* [What to do]:
• 1. According to the study-selection excerpt, how many independent reviewers screened the titles and abstracts of the retrieved articles?
• 2. From the study-selection excerpt, quote the passage starting with "Three reviewers were" and going on through "type, and outcomes.".

The inclusion criteria were as follows: (1) observational and cross-sectional studies that included (2) patients of all ages and genders who were (3) diagnosed with any type of cancer, (4) received chemotherapy, and were (5) diagnosed with CIPN, that (6) assessed falls or physical function (i.e., muscle strength, gait ability, balance) and (7) compared outcomes among cancer patients with and without CIPN. The exclusion criteria were as follows: studies with an (1) ineligible design, (2) ineligible patients, (3) ineligible outcomes, or (4) other reasons (e.g., different language, not an original paper). Regarding the study design, systematic reviews, editorials, randomized controlled trials, case reports, and case series were excluded. Regarding the systematic reviews, we checked one by one for inclusion of eligible articles. Regarding languages, we included all languages in the initial search, although we excluded articles in other languages later in the screening process. The different stages of the study selection process are shown in Figure 1. The titles and abstracts of all retrieved articles were screened by 7 independent reviewers to ensure their eligibility. Full-text articles were retrieved for review when there was an indication that they met the inclusion criteria or when there was insufficient information in the abstract and title to make a decision. The corresponding authors were to be contacted to obtain data if necessary; however, this was not required as all the included studies contained complete data. To perform a meta-analysis, detailed data were examined. Final inclusion of eligible observational and cross-sectional studies was determined in consensus meetings, which were attended by all authors.

Figure 1.

Flow chart of the article selection process.

Data Extraction

Three reviewers were responsible for data extraction. When the data in the full text of an article were deemed insufficient, the authors of the article were contacted by email for additional information. The following data were extracted from each included study: first author’s last name, publication year, nationality, sample size, sex distribution, mean age of the sample, cancer type, and outcomes.

* [Supplied data]:

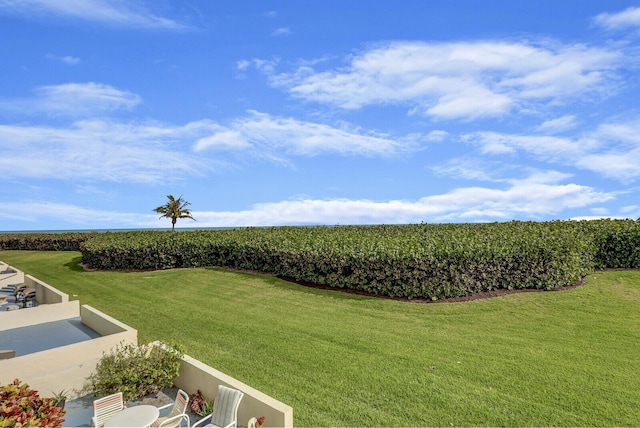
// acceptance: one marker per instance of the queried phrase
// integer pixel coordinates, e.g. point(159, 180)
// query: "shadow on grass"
point(74, 264)
point(303, 287)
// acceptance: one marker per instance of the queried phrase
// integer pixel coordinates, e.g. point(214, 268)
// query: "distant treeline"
point(427, 261)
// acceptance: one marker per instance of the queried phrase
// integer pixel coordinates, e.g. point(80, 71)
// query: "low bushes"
point(43, 241)
point(136, 371)
point(21, 406)
point(408, 261)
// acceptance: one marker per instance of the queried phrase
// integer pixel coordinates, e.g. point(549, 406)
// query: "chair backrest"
point(105, 407)
point(19, 289)
point(225, 406)
point(180, 405)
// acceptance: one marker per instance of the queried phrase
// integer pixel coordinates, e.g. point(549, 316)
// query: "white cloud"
point(35, 211)
point(67, 59)
point(113, 12)
point(548, 147)
point(102, 150)
point(627, 18)
point(559, 124)
point(465, 80)
point(267, 133)
point(281, 32)
point(611, 150)
point(74, 99)
point(537, 196)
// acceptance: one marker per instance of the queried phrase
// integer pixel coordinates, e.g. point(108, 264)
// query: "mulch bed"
point(476, 296)
point(470, 297)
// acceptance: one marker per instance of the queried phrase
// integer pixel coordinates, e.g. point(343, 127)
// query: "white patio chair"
point(225, 409)
point(105, 407)
point(179, 409)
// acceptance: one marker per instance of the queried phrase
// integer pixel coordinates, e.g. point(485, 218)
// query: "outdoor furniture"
point(175, 421)
point(6, 354)
point(17, 291)
point(225, 409)
point(28, 297)
point(174, 418)
point(136, 416)
point(105, 407)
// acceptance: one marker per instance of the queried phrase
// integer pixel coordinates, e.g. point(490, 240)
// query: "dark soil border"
point(468, 298)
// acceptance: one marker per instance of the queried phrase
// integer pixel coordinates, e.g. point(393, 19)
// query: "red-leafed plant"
point(199, 405)
point(21, 406)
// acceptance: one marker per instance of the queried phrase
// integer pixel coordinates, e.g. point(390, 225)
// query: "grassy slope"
point(568, 358)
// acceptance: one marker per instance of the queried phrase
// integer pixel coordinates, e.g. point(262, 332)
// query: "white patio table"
point(135, 416)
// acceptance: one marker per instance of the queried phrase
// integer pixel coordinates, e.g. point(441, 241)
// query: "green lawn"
point(565, 358)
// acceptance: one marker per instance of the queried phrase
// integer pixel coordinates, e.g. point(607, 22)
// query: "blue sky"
point(317, 112)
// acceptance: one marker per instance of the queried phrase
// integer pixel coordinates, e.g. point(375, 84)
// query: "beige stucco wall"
point(45, 294)
point(195, 375)
point(65, 367)
point(68, 367)
point(39, 315)
point(16, 277)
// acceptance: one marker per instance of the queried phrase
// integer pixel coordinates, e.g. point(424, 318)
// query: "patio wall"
point(195, 375)
point(45, 294)
point(65, 367)
point(15, 277)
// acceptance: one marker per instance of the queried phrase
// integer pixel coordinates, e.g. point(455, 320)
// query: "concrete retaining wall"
point(195, 375)
point(65, 367)
point(45, 294)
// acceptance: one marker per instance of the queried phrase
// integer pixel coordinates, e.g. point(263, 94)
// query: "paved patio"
point(80, 410)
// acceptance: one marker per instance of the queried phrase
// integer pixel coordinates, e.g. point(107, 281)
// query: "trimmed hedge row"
point(43, 241)
point(410, 261)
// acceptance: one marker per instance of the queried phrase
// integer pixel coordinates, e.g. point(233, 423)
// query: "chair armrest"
point(173, 419)
point(201, 421)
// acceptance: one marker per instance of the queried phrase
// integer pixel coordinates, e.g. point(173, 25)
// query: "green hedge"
point(410, 261)
point(617, 243)
point(43, 241)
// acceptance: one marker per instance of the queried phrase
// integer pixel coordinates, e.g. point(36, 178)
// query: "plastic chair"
point(225, 409)
point(177, 414)
point(105, 407)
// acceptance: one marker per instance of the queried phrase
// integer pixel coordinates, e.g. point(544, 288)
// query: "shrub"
point(21, 406)
point(136, 371)
point(200, 405)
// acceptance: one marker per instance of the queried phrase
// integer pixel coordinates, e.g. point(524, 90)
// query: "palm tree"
point(175, 209)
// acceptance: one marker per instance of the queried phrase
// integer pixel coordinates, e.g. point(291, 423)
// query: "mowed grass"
point(565, 358)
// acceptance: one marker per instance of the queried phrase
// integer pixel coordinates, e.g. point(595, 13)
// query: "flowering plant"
point(199, 405)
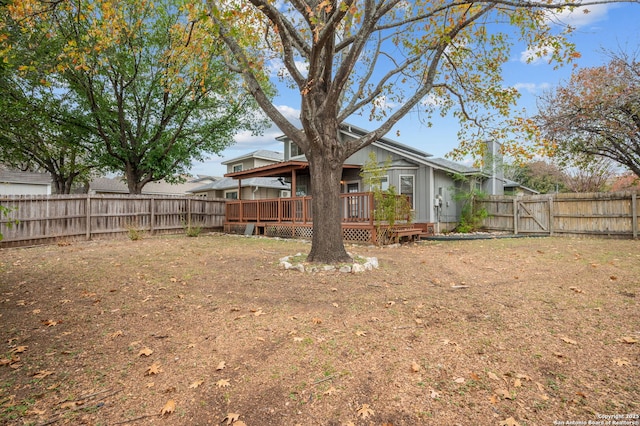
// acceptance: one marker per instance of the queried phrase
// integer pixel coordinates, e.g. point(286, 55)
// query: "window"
point(301, 190)
point(384, 183)
point(407, 188)
point(294, 150)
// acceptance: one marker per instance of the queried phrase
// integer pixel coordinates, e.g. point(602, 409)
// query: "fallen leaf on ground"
point(223, 383)
point(621, 361)
point(145, 352)
point(365, 411)
point(492, 376)
point(42, 374)
point(231, 417)
point(503, 393)
point(153, 369)
point(168, 408)
point(330, 391)
point(19, 349)
point(196, 384)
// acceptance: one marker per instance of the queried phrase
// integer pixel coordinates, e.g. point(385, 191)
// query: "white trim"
point(413, 188)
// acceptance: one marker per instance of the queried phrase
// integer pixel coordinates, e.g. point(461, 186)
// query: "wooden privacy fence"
point(41, 219)
point(606, 214)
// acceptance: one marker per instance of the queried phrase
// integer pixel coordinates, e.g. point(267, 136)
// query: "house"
point(251, 188)
point(430, 184)
point(14, 182)
point(118, 185)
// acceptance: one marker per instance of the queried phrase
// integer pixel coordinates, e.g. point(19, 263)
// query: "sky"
point(607, 27)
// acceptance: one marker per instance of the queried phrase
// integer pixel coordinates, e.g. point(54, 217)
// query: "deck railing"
point(355, 207)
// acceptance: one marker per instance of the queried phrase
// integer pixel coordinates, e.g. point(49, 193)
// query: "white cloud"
point(536, 55)
point(582, 16)
point(533, 88)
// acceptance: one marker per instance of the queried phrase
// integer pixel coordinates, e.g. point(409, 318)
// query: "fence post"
point(551, 219)
point(634, 215)
point(88, 216)
point(152, 214)
point(188, 213)
point(515, 216)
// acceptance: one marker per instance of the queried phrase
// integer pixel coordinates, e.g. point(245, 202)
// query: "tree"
point(381, 58)
point(151, 88)
point(36, 133)
point(596, 114)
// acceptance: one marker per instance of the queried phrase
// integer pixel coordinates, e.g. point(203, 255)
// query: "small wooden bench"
point(411, 234)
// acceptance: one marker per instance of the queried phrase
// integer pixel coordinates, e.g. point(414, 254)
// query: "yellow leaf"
point(509, 422)
point(19, 349)
point(145, 352)
point(42, 374)
point(153, 369)
point(503, 393)
point(330, 391)
point(196, 384)
point(365, 411)
point(168, 408)
point(231, 417)
point(621, 361)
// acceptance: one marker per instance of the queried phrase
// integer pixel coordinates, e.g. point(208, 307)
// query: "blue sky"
point(610, 27)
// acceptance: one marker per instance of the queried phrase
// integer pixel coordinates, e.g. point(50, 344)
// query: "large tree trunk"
point(327, 245)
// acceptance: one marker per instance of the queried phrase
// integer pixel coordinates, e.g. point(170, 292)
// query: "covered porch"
point(292, 217)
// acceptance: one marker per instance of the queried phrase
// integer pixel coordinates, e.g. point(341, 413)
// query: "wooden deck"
point(293, 218)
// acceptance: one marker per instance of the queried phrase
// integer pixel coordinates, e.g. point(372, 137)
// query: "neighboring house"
point(248, 189)
point(427, 182)
point(13, 182)
point(118, 185)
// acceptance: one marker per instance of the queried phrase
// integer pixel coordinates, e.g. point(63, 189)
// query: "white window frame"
point(413, 188)
point(235, 191)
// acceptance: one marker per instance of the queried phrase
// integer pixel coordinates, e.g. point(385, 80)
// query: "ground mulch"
point(211, 330)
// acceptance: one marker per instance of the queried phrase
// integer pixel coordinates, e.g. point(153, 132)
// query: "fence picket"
point(43, 219)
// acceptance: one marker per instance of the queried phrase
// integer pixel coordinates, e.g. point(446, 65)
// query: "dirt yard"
point(209, 330)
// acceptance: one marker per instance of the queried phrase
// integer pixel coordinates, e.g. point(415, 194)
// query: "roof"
point(263, 154)
point(230, 183)
point(17, 176)
point(452, 166)
point(118, 185)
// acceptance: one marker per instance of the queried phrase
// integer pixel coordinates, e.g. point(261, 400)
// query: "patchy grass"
point(466, 332)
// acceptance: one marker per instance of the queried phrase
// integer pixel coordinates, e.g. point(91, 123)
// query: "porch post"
point(240, 199)
point(294, 190)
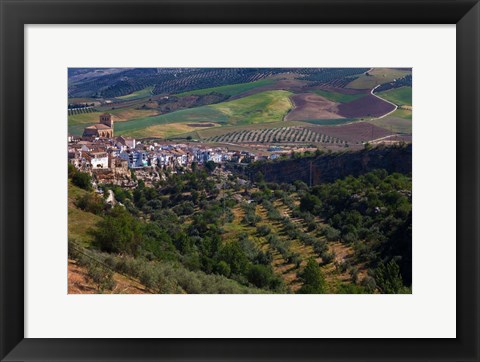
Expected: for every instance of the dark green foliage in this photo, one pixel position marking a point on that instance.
(313, 279)
(118, 232)
(91, 202)
(263, 230)
(101, 276)
(262, 276)
(388, 278)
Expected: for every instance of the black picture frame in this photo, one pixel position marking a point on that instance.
(16, 13)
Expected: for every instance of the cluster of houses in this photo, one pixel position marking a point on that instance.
(99, 149)
(108, 153)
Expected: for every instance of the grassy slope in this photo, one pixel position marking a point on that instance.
(230, 90)
(264, 107)
(79, 221)
(399, 121)
(145, 92)
(77, 122)
(218, 131)
(198, 114)
(400, 96)
(339, 97)
(377, 76)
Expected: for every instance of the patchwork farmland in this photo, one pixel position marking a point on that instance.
(176, 103)
(277, 135)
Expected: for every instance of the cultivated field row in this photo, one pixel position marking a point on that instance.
(276, 135)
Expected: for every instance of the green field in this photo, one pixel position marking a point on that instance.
(77, 122)
(79, 222)
(219, 131)
(377, 76)
(143, 93)
(399, 121)
(264, 107)
(330, 122)
(394, 124)
(339, 97)
(230, 90)
(198, 114)
(400, 96)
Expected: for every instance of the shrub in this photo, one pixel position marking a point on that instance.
(91, 203)
(263, 230)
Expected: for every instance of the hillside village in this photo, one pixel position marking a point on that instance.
(240, 181)
(111, 158)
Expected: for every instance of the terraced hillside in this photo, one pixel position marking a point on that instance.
(164, 103)
(276, 135)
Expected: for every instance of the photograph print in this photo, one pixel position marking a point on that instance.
(240, 180)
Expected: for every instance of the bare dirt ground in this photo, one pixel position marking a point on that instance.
(353, 132)
(312, 106)
(79, 283)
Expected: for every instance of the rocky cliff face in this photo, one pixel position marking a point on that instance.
(329, 167)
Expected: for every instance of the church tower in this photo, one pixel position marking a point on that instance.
(107, 120)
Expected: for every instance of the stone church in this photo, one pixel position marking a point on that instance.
(103, 129)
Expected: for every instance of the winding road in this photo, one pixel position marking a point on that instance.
(393, 104)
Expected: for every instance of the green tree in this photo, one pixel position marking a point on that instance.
(210, 166)
(313, 279)
(118, 232)
(388, 278)
(82, 180)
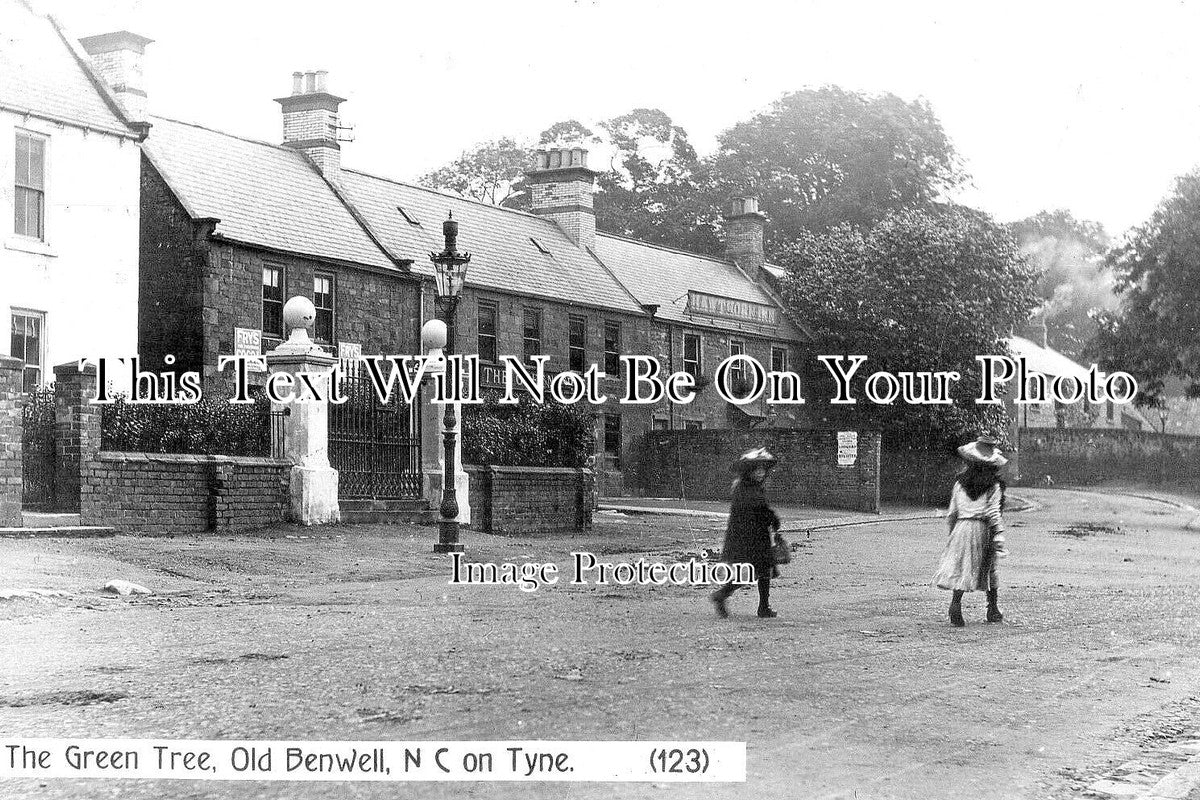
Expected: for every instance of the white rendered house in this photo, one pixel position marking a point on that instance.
(69, 192)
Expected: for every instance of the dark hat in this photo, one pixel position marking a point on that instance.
(983, 451)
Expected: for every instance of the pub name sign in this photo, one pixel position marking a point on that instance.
(731, 308)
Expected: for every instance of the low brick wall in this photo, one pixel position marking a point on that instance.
(166, 494)
(695, 464)
(1085, 456)
(11, 376)
(511, 500)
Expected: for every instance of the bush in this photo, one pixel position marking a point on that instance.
(528, 434)
(209, 427)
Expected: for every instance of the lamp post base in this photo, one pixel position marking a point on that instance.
(448, 537)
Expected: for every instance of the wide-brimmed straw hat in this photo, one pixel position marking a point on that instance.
(753, 458)
(983, 451)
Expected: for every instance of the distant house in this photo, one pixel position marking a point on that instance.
(232, 228)
(1050, 362)
(69, 193)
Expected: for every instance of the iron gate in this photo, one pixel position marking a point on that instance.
(375, 447)
(37, 450)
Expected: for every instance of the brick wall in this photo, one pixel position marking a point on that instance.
(11, 377)
(1085, 456)
(234, 299)
(167, 494)
(511, 500)
(695, 464)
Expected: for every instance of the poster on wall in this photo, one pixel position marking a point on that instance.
(847, 447)
(249, 341)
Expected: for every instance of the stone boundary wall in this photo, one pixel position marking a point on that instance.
(168, 494)
(1087, 456)
(12, 372)
(516, 500)
(695, 464)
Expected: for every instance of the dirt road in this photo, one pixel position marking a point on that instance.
(859, 689)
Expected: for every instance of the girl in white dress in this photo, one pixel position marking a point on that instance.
(977, 531)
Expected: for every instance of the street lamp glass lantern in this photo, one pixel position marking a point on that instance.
(450, 275)
(450, 265)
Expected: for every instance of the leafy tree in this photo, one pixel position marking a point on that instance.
(658, 190)
(918, 292)
(823, 157)
(1155, 334)
(1074, 281)
(527, 433)
(491, 172)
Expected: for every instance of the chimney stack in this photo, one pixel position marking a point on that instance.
(118, 58)
(561, 186)
(743, 235)
(310, 121)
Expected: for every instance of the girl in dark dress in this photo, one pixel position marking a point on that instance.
(748, 535)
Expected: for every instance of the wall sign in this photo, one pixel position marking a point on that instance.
(731, 308)
(847, 447)
(249, 341)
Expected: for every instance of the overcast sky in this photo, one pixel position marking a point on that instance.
(1093, 107)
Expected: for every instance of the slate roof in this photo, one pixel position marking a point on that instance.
(503, 257)
(41, 73)
(664, 276)
(262, 193)
(274, 197)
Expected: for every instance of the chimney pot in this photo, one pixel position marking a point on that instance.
(562, 187)
(742, 205)
(310, 121)
(744, 235)
(119, 60)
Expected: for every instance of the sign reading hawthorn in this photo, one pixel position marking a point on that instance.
(731, 308)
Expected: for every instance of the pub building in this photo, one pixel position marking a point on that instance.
(233, 227)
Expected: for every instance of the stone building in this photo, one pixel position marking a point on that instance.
(69, 193)
(232, 227)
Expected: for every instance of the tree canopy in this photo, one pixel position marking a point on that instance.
(816, 158)
(823, 157)
(490, 172)
(1156, 332)
(919, 290)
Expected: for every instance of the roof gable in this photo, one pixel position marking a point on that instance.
(665, 277)
(261, 193)
(41, 74)
(511, 251)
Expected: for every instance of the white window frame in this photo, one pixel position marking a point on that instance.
(700, 353)
(40, 316)
(46, 185)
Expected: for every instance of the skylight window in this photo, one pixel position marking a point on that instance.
(409, 218)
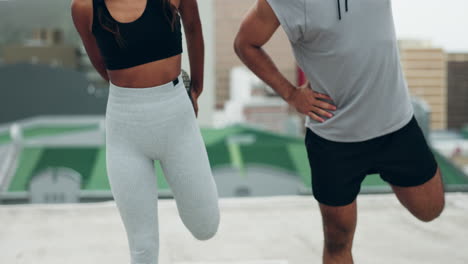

* [Answers to this exercise]:
• 1. Seven independent reviewers screened them.

• 2.
Three reviewers were responsible for data extraction. When the data in the full text of an article were deemed insufficient, the authors of the article were contacted by email for additional information. The following data were extracted from each included study: first author’s last name, publication year, nationality, sample size, sex distribution, mean age of the sample, cancer type, and outcomes.